Reading passage.
------------------------------------------------------------------------

In the 1980s, with the birth of the lean manufacturing movement, the rallying cry was, “Reduce, reduce, reduce.”
Today, with the sustainability movement in full swing and regulatory compliance concerns and customer demands for responsible environmental stewardship becoming increasingly pressing, the rallying cry for sustainable manufacturing is now “Reduce, recover, recycle, redesign, and remanufacture.”
With the growth of both social and governmental mandates for conservation of natural resources and protection of the environment, the business case for going beyond “lean” practices and evolving into “green” approaches has become imperative.
Whereas earlier manufacturing models took a linear view of the product lifecycle as “cradle to grave,” contemporary approaches to sustainable manufacturing take a cyclical view: “cradle to cradle.”
What this means in practice is an approach to product design and production that extends beyond even the disposal stage, where instead of products or their components sitting in landfills and literally going to waste, these products or components are deliberately recovered to be used as the raw material for a new generation of products.
The obvious aims of sustainable manufacturing boil down to the relationship between sound ecological approaches and profitable economic practices, and central to this relationship and its scaled implementation is investment in automation technology.

------------------------------------------------------------------------

Provided information.
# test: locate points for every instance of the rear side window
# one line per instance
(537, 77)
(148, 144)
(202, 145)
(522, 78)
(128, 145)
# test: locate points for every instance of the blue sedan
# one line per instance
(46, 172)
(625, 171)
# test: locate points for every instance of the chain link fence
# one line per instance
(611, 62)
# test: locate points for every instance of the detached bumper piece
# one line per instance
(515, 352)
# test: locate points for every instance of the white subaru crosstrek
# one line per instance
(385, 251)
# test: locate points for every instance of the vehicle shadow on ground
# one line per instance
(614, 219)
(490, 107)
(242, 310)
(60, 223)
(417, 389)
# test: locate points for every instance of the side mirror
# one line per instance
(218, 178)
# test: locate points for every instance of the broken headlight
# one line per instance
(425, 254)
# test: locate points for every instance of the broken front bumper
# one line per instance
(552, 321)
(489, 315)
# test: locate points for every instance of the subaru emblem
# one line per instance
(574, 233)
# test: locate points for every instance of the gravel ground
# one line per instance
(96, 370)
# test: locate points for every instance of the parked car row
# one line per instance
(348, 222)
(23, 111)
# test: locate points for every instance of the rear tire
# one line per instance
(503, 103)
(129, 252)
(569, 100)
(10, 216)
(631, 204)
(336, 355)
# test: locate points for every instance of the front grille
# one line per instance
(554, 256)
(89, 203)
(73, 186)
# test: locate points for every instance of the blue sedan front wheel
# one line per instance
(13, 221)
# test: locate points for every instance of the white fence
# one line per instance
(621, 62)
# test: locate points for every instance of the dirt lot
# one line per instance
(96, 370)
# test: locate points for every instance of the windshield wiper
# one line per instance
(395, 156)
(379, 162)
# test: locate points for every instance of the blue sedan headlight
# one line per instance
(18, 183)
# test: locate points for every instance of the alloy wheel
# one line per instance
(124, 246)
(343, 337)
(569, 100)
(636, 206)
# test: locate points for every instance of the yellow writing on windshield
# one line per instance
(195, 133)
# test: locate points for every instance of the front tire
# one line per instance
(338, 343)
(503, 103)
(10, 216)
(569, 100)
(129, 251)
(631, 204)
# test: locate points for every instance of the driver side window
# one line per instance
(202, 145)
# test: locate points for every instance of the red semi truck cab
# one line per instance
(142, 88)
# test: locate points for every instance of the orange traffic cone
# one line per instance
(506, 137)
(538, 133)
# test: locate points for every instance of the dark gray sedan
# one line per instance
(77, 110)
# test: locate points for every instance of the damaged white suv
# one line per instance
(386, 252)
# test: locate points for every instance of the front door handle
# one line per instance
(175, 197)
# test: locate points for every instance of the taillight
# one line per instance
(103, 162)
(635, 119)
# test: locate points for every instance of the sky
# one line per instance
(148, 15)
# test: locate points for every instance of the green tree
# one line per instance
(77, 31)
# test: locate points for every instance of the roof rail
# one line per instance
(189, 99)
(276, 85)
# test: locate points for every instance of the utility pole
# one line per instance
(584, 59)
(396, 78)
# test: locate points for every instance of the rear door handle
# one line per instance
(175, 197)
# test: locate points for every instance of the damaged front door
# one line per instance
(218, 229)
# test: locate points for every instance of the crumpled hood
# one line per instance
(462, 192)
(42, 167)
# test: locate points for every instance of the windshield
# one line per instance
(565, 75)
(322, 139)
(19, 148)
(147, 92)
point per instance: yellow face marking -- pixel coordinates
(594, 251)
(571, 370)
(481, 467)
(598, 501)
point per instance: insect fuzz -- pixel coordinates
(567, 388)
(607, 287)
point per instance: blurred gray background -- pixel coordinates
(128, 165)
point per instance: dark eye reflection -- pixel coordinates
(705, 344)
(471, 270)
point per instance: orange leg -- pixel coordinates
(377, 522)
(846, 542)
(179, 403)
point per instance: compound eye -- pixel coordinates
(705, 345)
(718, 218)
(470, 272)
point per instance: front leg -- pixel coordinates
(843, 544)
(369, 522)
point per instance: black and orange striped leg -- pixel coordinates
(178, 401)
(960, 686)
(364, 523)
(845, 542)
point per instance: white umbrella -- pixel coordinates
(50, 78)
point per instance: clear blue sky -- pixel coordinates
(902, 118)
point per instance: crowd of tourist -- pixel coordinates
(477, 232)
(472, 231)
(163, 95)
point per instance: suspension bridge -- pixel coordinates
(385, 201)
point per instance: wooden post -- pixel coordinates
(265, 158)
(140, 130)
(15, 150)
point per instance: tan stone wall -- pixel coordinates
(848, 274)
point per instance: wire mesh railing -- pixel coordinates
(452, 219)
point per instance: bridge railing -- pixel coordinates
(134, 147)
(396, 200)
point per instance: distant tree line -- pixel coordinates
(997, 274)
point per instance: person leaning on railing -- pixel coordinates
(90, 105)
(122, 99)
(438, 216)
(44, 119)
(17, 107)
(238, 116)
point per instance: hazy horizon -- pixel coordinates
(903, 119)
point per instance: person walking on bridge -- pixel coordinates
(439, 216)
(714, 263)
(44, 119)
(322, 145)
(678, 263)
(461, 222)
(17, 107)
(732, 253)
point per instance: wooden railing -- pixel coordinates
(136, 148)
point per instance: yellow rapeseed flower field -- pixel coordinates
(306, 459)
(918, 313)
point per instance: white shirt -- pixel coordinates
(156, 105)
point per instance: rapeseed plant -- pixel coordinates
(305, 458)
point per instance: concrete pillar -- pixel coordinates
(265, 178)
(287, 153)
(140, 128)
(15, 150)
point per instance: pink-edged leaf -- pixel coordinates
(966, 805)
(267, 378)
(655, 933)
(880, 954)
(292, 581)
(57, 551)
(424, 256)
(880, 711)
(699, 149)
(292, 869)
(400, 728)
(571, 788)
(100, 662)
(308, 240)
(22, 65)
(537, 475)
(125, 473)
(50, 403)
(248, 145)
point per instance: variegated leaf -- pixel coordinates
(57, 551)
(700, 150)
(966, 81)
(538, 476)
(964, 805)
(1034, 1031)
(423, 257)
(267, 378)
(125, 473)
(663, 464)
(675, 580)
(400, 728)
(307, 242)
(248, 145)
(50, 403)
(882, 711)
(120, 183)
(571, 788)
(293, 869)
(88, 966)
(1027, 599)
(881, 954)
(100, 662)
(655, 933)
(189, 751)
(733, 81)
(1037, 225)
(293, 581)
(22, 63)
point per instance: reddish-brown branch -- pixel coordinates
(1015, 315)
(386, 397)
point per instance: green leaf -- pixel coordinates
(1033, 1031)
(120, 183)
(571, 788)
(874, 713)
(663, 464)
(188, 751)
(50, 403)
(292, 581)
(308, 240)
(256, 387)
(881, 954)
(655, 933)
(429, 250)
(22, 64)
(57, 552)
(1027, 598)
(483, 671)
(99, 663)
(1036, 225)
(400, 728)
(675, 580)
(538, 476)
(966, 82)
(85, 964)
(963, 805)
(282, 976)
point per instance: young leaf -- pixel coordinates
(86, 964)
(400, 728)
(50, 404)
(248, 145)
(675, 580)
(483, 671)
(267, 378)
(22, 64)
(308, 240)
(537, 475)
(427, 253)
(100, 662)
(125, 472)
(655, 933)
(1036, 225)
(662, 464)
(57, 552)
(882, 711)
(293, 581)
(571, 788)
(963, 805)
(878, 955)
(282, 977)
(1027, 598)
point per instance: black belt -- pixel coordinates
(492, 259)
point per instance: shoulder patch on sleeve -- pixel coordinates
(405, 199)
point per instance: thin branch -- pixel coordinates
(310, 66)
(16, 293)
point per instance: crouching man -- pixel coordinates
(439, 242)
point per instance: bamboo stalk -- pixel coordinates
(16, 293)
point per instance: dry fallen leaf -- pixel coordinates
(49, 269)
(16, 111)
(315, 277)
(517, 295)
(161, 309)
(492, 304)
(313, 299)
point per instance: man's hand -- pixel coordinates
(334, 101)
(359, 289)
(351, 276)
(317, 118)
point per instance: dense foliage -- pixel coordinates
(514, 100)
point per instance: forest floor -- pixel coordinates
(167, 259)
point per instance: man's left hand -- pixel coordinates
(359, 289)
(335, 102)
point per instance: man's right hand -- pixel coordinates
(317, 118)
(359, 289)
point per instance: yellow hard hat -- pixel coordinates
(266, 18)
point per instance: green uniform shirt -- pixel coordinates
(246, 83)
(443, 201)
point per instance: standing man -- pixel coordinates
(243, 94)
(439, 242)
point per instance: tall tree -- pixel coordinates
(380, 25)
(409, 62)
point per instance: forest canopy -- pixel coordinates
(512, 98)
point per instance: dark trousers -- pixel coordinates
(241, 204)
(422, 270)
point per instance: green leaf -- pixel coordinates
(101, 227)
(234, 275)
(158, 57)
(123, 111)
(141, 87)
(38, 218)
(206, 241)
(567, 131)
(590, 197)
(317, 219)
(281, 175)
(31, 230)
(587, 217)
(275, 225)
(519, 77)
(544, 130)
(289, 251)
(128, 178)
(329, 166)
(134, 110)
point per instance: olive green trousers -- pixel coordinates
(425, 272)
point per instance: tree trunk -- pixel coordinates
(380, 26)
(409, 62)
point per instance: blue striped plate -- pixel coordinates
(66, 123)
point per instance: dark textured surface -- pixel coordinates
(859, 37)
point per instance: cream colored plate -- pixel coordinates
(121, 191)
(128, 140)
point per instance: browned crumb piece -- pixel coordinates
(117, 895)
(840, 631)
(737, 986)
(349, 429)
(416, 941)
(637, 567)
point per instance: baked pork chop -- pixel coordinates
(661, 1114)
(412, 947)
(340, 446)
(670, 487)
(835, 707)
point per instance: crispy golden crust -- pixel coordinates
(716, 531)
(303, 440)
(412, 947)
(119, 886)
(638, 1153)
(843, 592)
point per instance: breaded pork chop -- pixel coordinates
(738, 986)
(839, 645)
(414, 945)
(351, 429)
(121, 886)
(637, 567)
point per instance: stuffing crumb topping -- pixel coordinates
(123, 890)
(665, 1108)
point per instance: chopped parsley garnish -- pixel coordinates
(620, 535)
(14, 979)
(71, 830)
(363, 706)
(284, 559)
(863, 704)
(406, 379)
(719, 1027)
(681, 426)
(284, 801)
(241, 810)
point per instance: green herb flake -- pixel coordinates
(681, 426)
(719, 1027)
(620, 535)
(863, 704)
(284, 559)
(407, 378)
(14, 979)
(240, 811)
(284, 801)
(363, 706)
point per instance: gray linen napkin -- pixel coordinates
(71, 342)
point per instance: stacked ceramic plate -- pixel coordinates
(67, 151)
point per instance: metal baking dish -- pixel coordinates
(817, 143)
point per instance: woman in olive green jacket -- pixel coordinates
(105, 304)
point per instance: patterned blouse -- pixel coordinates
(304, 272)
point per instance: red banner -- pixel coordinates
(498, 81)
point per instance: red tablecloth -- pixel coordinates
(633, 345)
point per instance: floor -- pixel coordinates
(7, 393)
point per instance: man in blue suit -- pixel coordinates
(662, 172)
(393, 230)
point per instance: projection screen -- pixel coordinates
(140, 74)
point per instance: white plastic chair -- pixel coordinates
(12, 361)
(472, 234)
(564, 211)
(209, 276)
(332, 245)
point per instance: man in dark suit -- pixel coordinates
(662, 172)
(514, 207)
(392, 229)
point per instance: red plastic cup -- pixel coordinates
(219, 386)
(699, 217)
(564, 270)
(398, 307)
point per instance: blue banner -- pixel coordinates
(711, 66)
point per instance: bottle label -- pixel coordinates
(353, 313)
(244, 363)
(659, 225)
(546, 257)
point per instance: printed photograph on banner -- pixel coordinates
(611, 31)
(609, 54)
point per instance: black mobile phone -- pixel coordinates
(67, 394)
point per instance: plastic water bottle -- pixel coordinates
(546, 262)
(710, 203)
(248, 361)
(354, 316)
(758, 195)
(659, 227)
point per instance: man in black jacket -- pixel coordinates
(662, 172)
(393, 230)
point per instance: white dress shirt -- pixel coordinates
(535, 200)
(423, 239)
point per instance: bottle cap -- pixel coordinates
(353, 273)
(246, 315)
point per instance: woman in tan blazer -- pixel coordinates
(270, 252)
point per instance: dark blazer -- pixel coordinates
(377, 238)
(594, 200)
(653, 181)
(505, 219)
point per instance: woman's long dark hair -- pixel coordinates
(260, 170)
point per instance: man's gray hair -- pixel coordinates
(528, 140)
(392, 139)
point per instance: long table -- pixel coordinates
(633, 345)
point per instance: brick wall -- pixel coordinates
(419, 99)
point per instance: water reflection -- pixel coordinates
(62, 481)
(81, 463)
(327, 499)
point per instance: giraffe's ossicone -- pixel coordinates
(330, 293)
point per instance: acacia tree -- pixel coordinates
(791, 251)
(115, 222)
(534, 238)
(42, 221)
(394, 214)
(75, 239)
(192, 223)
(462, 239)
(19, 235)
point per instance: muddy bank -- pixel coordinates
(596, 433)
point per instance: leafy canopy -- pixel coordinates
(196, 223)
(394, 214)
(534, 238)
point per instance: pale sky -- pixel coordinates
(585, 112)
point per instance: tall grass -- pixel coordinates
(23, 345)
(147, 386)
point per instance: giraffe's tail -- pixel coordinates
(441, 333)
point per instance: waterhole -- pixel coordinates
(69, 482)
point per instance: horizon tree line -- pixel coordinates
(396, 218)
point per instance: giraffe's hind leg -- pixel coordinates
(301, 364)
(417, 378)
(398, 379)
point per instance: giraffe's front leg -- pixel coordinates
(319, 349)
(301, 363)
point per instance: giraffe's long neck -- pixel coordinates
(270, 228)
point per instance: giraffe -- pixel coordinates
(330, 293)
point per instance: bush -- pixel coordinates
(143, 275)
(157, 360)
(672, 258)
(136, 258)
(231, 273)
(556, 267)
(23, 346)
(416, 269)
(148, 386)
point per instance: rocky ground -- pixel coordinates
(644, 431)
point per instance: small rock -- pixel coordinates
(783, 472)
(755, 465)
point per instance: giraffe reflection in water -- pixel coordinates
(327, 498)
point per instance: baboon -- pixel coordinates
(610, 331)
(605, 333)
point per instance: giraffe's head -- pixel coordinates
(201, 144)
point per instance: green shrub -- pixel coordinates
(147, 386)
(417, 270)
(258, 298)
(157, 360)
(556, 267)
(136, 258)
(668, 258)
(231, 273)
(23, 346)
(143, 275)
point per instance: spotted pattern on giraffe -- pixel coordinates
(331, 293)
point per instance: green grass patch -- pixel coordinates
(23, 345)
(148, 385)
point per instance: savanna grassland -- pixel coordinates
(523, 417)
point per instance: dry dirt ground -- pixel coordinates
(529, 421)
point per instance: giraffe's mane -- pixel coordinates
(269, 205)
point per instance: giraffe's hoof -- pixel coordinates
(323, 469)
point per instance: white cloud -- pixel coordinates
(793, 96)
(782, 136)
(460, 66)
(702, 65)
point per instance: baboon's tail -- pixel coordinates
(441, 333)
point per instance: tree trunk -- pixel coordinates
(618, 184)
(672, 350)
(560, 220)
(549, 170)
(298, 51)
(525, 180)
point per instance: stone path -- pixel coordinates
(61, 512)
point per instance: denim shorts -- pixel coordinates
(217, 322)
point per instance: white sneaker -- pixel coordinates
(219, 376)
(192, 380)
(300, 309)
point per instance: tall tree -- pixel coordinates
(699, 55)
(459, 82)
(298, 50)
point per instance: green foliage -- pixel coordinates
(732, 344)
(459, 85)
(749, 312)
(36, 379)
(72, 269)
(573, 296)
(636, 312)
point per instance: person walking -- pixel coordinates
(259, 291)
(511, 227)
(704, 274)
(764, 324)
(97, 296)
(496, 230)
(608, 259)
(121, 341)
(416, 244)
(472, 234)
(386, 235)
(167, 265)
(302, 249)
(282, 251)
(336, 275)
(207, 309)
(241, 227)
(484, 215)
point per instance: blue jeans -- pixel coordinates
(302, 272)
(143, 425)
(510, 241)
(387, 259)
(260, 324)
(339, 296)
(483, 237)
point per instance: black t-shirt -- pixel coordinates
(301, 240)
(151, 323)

------------------------------------------------------------------------

Your tasks.
A) Reproduce the passage on sustainable manufacturing word for word, from "With the growth" up to and including "has become imperative.".
B) Find every line of the entries that contains the string "side" and copy each one out. Matching is case-sensitive.

Responses to the tasks.
A)
With the growth of both social and governmental mandates for conservation of natural resources and protection of the environment, the business case for going beyond “lean” practices and evolving into “green” approaches has become imperative.

B)
# test: locate points for every instance of the rear side window
# test: locate points for every instance of the side mirror
# test: locate points for every instance of the driver side window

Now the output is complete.